What is being asked. Copy the flow diverter abstract word for word, between "Results: Flow streamlines, isovelocity, and" and "aneurysmal thrombosis mechanism.", inclusive.

Page extract.

# # # # #

Background: A neurovascular flow diverter (FD), aiming at inducing embolic occlusion of cerebral aneurysms through hemodynamic changes, can produce variable mesh densities owing to its flexible mesh structure.
Objective: To explore whether the hemodynamic outcome would differ by increasing FD local compaction across the aneurysm orifice.
Methods: We investigated deployment of a single FD using 2 clinical strategies: no compaction (the standard method) and maximum compaction across the aneurysm orifice (an emerging strategy). Using an advanced modeling technique, we simulated these strategies applied to a patient-specific wide-necked aneurysm model, resulting in a relatively uniform mesh with no compaction (C1) and maximum compaction (C2) at the aneurysm orifice. Pre- and posttreatment aneurysmal hemodynamics were analyzed using pulsatile computational fluid dynamics. Flow-stasis parameters and blood shear stress were calculated to assess the potential for aneurysm embolic occlusion.
Results: Flow streamlines, isovelocity, and wall shear stress distributions demonstrated enhanced aneurysmal flow reduction with C2. The average intra-aneurysmal flow velocity was 29% of pretreatment with C2 compared with 67% with C1. Aneurysmal flow turnover time was 237% and 134% of pretreatment for C2 and C1, respectively. Vortex core lines and oscillatory shear index distributions indicated that C2 decreased the aneurysmal flow complexity more than C1. Ultrahigh blood shear stress was observed near FD struts in inflow region for both C1 and C2.
Conclusion: The emerging strategy of maximum FD compaction can double aneurysmal flow reduction, thereby accelerating aneurysm occlusion. Moreover, ultrahigh blood shear stress was observed through FD pores, which could potentially activate platelets as an additional aneurysmal thrombosis mechanism.

# # # # #

Dataset entries
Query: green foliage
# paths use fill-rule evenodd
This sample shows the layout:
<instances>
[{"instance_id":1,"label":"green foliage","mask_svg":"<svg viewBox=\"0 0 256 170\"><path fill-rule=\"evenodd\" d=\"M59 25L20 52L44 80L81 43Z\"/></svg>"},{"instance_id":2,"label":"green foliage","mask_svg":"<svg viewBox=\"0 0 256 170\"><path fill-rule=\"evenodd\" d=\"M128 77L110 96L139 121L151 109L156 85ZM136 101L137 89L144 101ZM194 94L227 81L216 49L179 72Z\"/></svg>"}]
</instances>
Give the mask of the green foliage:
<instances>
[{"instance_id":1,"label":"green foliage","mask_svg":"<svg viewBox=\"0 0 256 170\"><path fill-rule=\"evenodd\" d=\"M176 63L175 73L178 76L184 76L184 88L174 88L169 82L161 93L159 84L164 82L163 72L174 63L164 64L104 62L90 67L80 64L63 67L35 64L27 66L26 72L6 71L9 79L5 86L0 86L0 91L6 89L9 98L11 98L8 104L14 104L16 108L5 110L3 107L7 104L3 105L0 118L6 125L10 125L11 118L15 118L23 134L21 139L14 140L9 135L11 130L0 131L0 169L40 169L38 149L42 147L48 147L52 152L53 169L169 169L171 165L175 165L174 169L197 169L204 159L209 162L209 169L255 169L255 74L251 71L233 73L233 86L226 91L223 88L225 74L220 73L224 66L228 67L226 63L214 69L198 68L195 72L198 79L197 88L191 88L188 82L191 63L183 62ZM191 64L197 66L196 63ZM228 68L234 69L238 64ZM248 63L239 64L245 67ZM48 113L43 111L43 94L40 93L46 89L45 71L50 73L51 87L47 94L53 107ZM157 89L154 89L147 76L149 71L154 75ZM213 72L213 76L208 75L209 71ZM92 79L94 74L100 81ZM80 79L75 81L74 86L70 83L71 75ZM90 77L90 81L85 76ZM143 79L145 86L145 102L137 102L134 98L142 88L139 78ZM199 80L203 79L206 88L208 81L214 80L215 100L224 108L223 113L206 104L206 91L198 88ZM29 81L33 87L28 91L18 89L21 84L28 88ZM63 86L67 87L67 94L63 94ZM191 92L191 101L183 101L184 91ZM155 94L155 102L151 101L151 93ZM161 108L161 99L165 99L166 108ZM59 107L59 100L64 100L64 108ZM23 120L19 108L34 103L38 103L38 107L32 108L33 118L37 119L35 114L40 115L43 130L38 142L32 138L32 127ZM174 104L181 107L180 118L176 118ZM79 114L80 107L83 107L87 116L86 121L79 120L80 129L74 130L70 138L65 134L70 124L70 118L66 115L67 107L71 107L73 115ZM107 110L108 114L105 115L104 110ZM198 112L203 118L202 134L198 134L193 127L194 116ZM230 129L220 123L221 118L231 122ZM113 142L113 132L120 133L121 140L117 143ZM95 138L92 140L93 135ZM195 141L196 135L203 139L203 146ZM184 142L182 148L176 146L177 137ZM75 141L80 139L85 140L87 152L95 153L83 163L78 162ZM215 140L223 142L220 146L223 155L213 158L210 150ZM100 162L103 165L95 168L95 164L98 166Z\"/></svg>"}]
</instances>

# # # # #

Finished exercise.
Results: Flow streamlines, isovelocity, and wall shear stress distributions demonstrated enhanced aneurysmal flow reduction with C2. The average intra-aneurysmal flow velocity was 29% of pretreatment with C2 compared with 67% with C1. Aneurysmal flow turnover time was 237% and 134% of pretreatment for C2 and C1, respectively. Vortex core lines and oscillatory shear index distributions indicated that C2 decreased the aneurysmal flow complexity more than C1. Ultrahigh blood shear stress was observed near FD struts in inflow region for both C1 and C2.
Conclusion: The emerging strategy of maximum FD compaction can double aneurysmal flow reduction, thereby accelerating aneurysm occlusion. Moreover, ultrahigh blood shear stress was observed through FD pores, which could potentially activate platelets as an additional aneurysmal thrombosis mechanism.